→ **Text segment**:

Crying for Sushi

Suuuushiiiiii

On my birthday, in September of 2016, I was lying on my bathroom floor, waiting for my daughter to be done with the restroom and crying on the phone to my husband, begging for sushi.   

Three weeks before that sobbing mess I decided to do the same diet as my husband started the previous February (and lost 60lbs in 2 months).  I myself was 60lbs heavier than I ever had been and pretty stressed out.  We had just had the dog bite incident, and I was in the middle of quitting my meds.  I was miserable.  

Before he decided to be a better man (his words), Miles had watched a show called My Diet is Better than Yours and liked one of the top contenders, the Wild Diet.  He based his diet off of what he saw in the show.  When I joined in we read the book and used it as the basis for our meals.  Only sprouted grains, little to no sugar, only grass-fed dairy, and a high-fat ratio.  We failed at the lots of veggies part.

The first three weeks sucked.  I was starving, I couldn’t eat anything I wanted, allowed foods were boring or weird, and this was after months of cooking according to the diet.  It was different when I was going through it vs. witnessing him.  

After three weeks it started to get better.  My palette changed and things that weren’t sweet to me before became delectable and foods that were sweet before became way too sweet and inedible.  By December I was 70lbs lighter, and my full 80lbs by the end of January.  It got easy after that.  In 2017 I rocked that diet, aided by double dose antidepressants mania, and managed to make it to the holidays.  I spent my days in a co-working space in the city, an easy walk to high fat & Mediterranean foods.

→ **Listed records**:

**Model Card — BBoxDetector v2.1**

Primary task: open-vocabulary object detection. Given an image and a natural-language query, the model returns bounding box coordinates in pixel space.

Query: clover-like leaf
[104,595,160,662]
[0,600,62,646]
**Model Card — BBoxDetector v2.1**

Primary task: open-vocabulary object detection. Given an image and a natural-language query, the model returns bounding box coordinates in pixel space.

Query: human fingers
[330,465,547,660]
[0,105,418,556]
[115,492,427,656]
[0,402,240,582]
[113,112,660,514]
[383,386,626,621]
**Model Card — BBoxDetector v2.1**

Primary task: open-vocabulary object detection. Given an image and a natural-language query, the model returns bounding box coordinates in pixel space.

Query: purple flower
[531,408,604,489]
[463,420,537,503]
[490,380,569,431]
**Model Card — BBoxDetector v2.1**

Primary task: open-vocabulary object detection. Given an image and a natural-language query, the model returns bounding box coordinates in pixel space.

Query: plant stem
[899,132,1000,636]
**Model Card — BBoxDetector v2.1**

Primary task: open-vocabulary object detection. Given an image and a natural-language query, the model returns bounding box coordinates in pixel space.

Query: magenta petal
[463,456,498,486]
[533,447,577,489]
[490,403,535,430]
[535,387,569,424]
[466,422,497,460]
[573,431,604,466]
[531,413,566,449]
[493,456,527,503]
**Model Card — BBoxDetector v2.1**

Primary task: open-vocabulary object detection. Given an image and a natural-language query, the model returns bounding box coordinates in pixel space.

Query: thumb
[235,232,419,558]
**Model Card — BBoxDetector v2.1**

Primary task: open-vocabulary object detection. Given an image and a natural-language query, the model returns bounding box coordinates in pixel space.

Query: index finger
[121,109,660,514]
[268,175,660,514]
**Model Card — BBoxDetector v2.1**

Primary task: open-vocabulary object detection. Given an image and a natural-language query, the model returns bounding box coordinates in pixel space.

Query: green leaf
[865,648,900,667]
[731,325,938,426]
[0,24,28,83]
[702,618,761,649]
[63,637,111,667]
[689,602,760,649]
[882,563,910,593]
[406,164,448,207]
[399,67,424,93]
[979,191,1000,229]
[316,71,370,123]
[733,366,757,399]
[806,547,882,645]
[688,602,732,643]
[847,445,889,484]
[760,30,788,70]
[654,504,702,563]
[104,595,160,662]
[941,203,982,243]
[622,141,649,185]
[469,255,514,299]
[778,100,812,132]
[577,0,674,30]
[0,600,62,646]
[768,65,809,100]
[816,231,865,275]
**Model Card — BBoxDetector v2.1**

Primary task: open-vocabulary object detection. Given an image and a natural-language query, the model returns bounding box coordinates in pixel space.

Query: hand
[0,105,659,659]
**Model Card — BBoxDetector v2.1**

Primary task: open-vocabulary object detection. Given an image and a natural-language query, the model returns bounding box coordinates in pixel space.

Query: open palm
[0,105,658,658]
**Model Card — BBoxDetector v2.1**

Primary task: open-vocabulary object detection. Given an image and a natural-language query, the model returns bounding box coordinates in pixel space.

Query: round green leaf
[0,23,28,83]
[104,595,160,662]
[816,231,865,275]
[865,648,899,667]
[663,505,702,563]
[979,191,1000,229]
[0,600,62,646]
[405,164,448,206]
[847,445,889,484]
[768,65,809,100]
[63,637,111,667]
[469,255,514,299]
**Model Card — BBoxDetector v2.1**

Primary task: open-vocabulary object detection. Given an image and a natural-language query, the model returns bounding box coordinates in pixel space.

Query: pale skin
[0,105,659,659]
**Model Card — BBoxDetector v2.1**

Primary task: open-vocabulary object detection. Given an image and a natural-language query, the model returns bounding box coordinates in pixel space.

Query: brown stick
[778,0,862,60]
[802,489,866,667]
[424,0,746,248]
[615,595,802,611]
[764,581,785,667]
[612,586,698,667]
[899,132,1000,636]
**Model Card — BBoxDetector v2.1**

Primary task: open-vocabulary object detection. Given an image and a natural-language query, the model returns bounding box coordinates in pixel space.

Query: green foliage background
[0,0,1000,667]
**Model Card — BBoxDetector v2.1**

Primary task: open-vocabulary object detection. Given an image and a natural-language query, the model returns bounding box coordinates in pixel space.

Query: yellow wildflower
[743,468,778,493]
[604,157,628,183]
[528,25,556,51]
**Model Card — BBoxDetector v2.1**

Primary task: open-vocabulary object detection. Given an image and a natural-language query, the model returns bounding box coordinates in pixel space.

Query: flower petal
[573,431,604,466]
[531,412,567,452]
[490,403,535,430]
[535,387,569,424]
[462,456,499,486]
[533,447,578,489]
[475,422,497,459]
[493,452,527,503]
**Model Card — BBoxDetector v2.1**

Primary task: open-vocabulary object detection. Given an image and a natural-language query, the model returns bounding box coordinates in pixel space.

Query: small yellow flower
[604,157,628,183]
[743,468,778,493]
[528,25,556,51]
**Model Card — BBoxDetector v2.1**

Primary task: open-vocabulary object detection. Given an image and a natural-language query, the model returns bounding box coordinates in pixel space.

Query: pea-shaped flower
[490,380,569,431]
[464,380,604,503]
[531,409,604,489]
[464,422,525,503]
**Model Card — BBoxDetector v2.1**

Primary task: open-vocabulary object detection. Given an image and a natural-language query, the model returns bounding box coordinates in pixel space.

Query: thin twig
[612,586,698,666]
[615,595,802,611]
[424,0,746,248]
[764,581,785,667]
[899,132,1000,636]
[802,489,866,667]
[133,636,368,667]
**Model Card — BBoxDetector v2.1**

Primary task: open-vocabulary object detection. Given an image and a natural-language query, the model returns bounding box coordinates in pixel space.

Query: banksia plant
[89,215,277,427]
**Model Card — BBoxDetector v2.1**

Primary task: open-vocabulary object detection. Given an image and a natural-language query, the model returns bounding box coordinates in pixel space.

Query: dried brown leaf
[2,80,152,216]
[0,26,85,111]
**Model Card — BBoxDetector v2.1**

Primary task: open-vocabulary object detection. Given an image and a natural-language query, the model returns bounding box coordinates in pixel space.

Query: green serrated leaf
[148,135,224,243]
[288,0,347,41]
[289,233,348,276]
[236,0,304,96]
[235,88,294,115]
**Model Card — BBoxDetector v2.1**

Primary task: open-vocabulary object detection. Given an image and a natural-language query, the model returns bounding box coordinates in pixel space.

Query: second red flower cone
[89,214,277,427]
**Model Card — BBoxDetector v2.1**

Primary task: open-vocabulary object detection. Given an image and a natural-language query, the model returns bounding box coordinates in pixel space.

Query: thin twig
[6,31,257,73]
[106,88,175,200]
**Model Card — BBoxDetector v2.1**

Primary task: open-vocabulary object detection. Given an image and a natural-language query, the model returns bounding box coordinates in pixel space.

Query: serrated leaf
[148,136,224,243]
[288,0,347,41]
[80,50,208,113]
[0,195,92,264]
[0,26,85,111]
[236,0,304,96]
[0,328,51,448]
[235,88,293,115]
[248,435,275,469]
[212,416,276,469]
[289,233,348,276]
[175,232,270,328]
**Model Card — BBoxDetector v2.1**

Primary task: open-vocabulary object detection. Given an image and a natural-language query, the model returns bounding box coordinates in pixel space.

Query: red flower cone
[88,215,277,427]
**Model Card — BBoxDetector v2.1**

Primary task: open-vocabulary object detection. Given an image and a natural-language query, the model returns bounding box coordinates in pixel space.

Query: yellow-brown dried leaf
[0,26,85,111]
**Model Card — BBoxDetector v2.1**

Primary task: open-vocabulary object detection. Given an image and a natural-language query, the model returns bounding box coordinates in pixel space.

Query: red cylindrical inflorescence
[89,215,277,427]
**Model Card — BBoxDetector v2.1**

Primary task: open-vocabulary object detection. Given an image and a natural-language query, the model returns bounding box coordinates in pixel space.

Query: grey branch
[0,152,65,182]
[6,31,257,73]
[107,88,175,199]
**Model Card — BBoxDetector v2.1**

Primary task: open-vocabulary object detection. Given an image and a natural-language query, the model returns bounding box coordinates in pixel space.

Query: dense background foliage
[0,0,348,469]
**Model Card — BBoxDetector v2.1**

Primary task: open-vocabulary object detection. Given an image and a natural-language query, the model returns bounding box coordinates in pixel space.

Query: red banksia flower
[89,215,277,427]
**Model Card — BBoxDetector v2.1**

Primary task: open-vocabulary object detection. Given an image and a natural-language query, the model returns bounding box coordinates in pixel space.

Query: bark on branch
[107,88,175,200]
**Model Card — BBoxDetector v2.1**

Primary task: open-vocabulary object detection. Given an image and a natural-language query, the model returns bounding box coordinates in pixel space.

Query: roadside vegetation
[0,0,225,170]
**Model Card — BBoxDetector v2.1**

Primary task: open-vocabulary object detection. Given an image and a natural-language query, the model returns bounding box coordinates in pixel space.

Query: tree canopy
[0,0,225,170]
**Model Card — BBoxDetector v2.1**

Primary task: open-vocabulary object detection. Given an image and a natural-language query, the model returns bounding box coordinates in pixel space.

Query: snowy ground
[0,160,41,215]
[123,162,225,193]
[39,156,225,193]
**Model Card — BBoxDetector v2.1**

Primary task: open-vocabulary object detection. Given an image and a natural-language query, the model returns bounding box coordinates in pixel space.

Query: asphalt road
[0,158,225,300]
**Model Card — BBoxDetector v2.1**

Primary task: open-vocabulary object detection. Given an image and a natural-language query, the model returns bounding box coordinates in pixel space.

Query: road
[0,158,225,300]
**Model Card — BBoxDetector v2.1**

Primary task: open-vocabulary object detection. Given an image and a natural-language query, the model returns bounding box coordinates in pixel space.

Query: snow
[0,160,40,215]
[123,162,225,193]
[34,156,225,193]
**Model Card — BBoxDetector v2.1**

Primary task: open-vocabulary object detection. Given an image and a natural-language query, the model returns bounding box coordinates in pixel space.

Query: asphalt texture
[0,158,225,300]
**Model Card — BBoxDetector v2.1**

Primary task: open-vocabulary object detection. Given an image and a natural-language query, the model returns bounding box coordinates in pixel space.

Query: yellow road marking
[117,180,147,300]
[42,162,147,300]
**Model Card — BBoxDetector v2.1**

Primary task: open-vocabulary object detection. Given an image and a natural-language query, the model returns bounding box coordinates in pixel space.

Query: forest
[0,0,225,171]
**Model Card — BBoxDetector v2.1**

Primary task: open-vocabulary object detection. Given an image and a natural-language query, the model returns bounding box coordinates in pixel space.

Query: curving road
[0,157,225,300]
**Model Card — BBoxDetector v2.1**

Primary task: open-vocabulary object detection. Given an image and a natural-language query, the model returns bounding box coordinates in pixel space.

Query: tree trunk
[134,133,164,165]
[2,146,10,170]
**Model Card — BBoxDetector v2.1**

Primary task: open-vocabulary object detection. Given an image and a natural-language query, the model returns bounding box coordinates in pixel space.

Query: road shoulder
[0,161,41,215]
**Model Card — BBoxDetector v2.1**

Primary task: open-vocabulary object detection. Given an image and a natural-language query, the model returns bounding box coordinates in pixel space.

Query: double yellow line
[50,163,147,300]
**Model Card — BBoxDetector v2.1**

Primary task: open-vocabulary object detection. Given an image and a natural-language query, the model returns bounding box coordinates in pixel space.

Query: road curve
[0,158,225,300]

→ **Assigned task 1**: In the account of the diet, reproduce the part that opens with the words containing "Before he decided" and closes with "of veggies part.", substituting "whole grains" for "sprouted grains".
→ **Assigned task 2**:
Answer these questions from the account of the diet:
(a) In what month and year did the birthday described in the account take place?
(b) What was the name of the show Miles had watched before he began his diet?
(c) How much lighter had the writer become by December?

→ **Exercise output 1**:
Before he decided to be a better man (his words), Miles had watched a show called My Diet is Better than Yours and liked one of the top contenders, the Wild Diet.  He based his diet off of what he saw in the show.  When I joined in we read the book and used it as the basis for our meals.  Only whole grains, little to no sugar, only grass-fed dairy, and a high-fat ratio.  We failed at the lots of veggies part.

→ **Exercise output 2**:
(a) September 2016.
(b) My Diet is Better than Yours.
(c) 70lbs lighter.